##### SUPPLIED RECORDS

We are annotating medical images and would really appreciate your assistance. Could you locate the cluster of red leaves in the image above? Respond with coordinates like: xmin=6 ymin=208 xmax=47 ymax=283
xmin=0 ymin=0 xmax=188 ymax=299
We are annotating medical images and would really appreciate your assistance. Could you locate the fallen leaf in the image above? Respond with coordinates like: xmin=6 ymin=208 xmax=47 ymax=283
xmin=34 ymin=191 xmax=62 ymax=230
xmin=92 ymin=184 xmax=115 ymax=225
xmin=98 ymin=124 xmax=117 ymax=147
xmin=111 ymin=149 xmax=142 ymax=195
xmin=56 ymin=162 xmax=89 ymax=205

##########

## WHAT IS BEING ASKED
Repeat all of the data above verbatim, from the first line to the last.

## SOLUTION BELOW
We are annotating medical images and would really appreciate your assistance. Could you locate the cluster of red leaves in the image above? Respond with coordinates like: xmin=6 ymin=208 xmax=47 ymax=283
xmin=0 ymin=0 xmax=188 ymax=299
We are annotating medical images and would really appreciate your assistance. Could you locate the fallen leaf in the image above? Respond with coordinates like: xmin=6 ymin=208 xmax=47 ymax=283
xmin=34 ymin=191 xmax=62 ymax=230
xmin=92 ymin=184 xmax=115 ymax=225
xmin=98 ymin=124 xmax=117 ymax=147
xmin=111 ymin=149 xmax=142 ymax=195
xmin=56 ymin=162 xmax=89 ymax=205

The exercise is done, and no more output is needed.